*Task list*:
A. Reproduce a passage from the notes on barometers and air pressure below, character for character: begin at the words "Average and extreme" and stop after "above the ground)".
B. Answer these from the notes on barometers and air pressure below:
(i) How tall would a barometer filled with water need to be?
(ii) Between which two values does actual sea level pressure usually fall?
(iii) During what kind of weather do record high sea level pressure values occur?
C. Can you write the next part of the notes on barometers and air pressure below, starting after their last sentence?

*Selected excerpt*:

┄┄┄┄┄┄┄┄┄┄┄┄┄┄┄┄┄┄┄┄

Barometers like this are usually filled with
mercury. Mercury is a liquid. You need a
liquid that can slosh back and forth in response to
changes in air pressure. Mercury is also very dense
which means the barometer won't need to be as tall as if
you used something like water. A water barometer
would need to be over 30 feet tall. With mercury you
will need only a 30 inch tall column to balance the
weight of the atmosphere at sea level under normal
conditions (remember the 30 inches of mercury pressure
units mentioned earlier). Mercury also has a low
rate of evaporation so you don't have much mercury gas at
the top of the right tube (there's some gas, it doesn't
produce much pressure, but it would be hazardous you if
you were to start to breath it).
Average and extreme sea level pressure values
Average sea level atmospheric pressure is about 1000 mb.
The figure above (p. 30 in the photocopied Class Notes) gives
1013.25 mb but 1000 mb is close enough in this class.
The actual pressure can be higher or lower than this average
value and usually falls between 950 mb and 1050
mb.
The figure also includes record high and low pressure
values. Record high sea level pressure
values occur during cold weather. The TV
weather forecast will often associate hot weather with high
pressure. They are generally referring to upper level
high pressure (high pressure at some level above the ground)
rather than surface pressure. You'll
sometimes here this upper level high pressure referred to as a
ridge, we'll learn more about this later in the semester.

┄┄┄┄┄┄┄┄┄┄┄┄┄┄┄┄┄┄┄┄

*Raw records*:
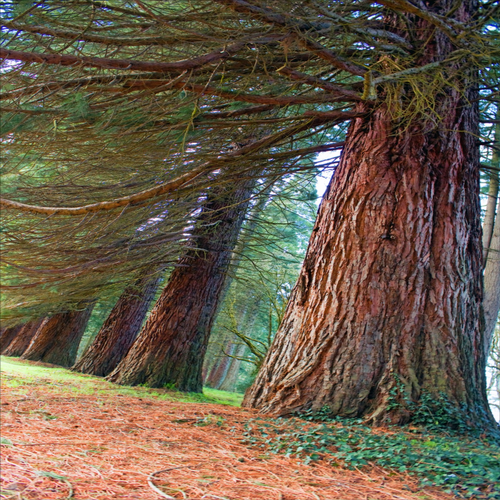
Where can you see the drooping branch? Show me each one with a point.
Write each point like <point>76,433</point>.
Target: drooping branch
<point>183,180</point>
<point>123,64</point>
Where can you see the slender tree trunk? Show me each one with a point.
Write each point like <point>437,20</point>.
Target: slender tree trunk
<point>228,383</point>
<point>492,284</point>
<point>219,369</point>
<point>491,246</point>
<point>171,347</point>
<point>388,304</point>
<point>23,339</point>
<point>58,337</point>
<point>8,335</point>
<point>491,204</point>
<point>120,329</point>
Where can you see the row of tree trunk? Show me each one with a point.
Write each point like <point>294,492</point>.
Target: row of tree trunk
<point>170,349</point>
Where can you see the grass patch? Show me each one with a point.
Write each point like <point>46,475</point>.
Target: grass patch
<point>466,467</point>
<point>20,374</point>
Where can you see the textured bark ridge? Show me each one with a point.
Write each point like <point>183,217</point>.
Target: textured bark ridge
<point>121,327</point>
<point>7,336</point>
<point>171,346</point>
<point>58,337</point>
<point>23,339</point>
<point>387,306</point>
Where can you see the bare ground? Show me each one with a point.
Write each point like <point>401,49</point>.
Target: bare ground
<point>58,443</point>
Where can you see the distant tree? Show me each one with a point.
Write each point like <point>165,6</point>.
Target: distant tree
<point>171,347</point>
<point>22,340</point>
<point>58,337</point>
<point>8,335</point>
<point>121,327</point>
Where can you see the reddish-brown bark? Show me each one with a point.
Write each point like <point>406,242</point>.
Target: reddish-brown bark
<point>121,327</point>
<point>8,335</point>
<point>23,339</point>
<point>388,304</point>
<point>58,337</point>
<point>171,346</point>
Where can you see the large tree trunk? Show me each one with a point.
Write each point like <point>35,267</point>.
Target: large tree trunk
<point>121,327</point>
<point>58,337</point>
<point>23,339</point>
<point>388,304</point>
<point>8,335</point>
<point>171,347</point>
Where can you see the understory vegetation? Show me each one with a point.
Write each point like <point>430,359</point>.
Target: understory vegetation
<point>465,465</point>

┄┄┄┄┄┄┄┄┄┄┄┄┄┄┄┄┄┄┄┄

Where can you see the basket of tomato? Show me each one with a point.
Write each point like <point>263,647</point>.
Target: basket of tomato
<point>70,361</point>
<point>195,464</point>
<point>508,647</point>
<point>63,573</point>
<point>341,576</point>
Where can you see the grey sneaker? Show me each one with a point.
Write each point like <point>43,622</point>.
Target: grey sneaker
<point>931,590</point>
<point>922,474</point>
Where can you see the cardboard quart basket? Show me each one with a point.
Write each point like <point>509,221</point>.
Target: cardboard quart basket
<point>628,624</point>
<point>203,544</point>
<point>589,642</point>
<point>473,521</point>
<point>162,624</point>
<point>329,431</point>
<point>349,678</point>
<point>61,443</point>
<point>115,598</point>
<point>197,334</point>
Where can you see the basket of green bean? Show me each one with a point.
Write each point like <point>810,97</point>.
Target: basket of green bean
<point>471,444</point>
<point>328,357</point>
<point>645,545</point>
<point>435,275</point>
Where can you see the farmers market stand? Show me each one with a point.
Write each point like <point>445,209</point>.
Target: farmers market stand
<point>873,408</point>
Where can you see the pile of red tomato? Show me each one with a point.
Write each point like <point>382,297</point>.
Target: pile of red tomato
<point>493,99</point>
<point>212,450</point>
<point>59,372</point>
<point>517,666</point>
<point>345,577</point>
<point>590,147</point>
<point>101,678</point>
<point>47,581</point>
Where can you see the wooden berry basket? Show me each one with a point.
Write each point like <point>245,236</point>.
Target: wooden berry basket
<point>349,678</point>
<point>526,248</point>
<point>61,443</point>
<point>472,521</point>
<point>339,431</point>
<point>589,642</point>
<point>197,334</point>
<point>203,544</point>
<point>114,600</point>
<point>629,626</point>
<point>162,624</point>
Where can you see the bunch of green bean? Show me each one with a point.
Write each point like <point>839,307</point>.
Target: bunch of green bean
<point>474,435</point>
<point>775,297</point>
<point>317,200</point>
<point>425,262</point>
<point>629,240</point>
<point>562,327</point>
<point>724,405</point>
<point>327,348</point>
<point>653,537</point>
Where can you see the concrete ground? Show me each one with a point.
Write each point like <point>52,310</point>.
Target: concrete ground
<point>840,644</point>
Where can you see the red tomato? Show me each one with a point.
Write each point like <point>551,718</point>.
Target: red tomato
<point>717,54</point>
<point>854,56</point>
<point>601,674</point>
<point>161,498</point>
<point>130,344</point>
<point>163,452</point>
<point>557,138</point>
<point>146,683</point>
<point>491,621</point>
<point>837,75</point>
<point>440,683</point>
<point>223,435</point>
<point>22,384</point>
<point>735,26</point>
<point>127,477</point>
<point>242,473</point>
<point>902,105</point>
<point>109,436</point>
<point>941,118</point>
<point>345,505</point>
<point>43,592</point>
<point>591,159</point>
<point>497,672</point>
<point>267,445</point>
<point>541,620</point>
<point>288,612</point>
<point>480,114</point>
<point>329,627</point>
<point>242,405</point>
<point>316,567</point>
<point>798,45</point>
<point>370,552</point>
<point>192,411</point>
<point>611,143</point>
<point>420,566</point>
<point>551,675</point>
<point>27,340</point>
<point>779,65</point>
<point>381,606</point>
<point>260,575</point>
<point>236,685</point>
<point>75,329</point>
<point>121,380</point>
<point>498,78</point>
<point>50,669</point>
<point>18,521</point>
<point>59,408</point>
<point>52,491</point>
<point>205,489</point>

┄┄┄┄┄┄┄┄┄┄┄┄┄┄┄┄┄┄┄┄

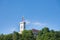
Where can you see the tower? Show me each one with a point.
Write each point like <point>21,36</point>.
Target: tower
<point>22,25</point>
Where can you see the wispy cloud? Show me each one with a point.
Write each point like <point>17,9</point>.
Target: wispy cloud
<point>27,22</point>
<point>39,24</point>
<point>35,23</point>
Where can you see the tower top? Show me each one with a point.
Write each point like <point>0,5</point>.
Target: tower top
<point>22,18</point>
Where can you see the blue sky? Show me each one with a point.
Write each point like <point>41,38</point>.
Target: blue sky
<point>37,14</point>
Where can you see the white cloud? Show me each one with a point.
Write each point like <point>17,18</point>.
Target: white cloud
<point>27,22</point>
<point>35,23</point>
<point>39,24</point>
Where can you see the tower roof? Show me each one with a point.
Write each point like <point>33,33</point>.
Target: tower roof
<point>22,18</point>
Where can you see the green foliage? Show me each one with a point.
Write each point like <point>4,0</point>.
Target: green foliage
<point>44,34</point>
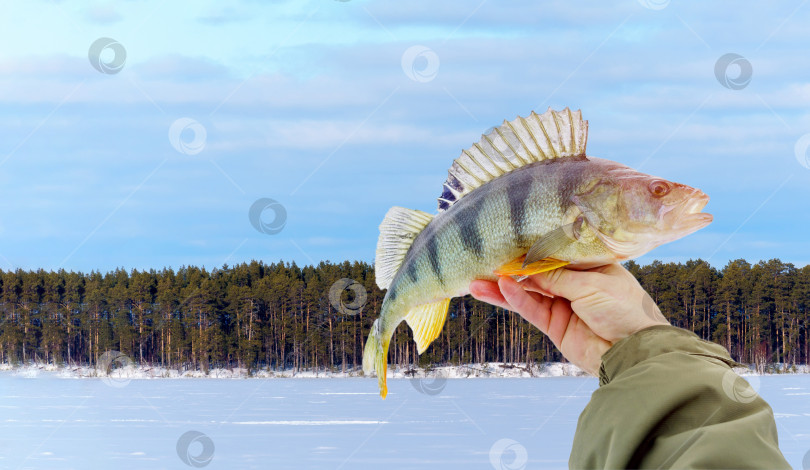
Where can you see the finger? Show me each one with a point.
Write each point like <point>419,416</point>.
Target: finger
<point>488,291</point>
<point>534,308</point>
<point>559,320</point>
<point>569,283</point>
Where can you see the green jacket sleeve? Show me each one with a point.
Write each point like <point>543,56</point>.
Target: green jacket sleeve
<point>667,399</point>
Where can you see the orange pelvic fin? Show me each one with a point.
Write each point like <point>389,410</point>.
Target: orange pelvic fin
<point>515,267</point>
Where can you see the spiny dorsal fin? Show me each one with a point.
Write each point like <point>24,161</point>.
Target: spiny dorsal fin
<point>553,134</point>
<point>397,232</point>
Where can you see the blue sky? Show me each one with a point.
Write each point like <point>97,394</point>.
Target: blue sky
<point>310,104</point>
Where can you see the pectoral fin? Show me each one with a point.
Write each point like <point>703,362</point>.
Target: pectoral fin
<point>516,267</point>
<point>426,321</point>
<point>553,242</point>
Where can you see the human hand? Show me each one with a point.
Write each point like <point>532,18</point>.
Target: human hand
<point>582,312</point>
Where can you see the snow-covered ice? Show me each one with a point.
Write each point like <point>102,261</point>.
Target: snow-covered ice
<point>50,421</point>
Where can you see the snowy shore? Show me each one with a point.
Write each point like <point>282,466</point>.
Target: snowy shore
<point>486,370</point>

┄┄┄┄┄┄┄┄┄┄┄┄┄┄┄┄┄┄┄┄

*Results in order*:
A.
Average and extreme sea level pressure values
Average sea level atmospheric pressure is about 1000 mb.
The figure above (p. 30 in the photocopied Class Notes) gives
1013.25 mb but 1000 mb is close enough in this class.
The actual pressure can be higher or lower than this average
value and usually falls between 950 mb and 1050
mb.
The figure also includes record high and low pressure
values. Record high sea level pressure
values occur during cold weather. The TV
weather forecast will often associate hot weather with high
pressure. They are generally referring to upper level
high pressure (high pressure at some level above the ground)

B.
(i) Over 30 feet tall.
(ii) Between 950 mb and 1050 mb.
(iii) Cold weather.

C.
There is some question about the accuracy of the 1085.7 mb
value above. The problem is that the pressure was
measured at over 5000 feet altitude and a calculation was
needed to figure out what the pressure would have been if the
location were at sea level. That calculation can
introduce uncertainty. But you don't really need to be
concerned with all that, I just wanted to give you an idea of
how high sea level pressure can get.
Most of the record low pressure values have all been set by
intense hurricanes. Hurricane Wilma in 2005 set a new
record low sea level pressure reading for the Atlantic, 882
mb. Hurricane Katrina had a pressure of 902 mb.
The following table lists some of the information on hurricane
strength from p. 146a in the photocopied ClassNotes.
2005 was a very unusual year, 3 of the 10 strongest N.
Atlantic hurricanes ever occurred in 2005.
Most
Intense North Atlantic Hurricanes
|
Most
Intense Hurricanes
to hit the US Mainland
|
Wilma
(2005) 882 mb
Gilbert (1988) 888 mb
1935 Labor Day 892 mb
Rita (2005) 895 mb
Allen (1980) 899
Katrina (2005) 902
|
1935
Labor Day 892 mb
Camille (1969) 909 mb
Katrina (2005) 920 mb
Andrew (1992) 922 mb
1886 Indianola (Tx) 925 mb |
What makes hurricanes so intense is the pressure gradient,
i.e. how quickly pressure changes with distance (horizontal
distance). Pressure can drop from near average values
(1000 mb) at the edges of the storm to the low values shown
above at the center of the storm. This large pressure
gradient is what causes the strong winds found in a hurricane.
The 850 mb pressure value measured in 2003 inside a strong
tornado in Manchester, South Dakota (F4 refers to the Fujita
scale rating, F5 is the highest level on the scale).
This is very difficult (and very dangerous) thing to try to
do. Not only must the instruments be built to survive a
tornado but they must also be placed on the ground ahead of an
approaching tornado and the tornado must then pass over the
instruments (also the person placing the instrument needs to
get out of the way of the approaching tornado).
You can experience much lower pressure values than shown above
(roughly 700 mb) by just driving up to Mt. Lemmon.
Changes in atmospheric pressure with altitude
If you remember and understand the statement
atmospheric
pressure at any level in the atmosphere
depends on (is determined by)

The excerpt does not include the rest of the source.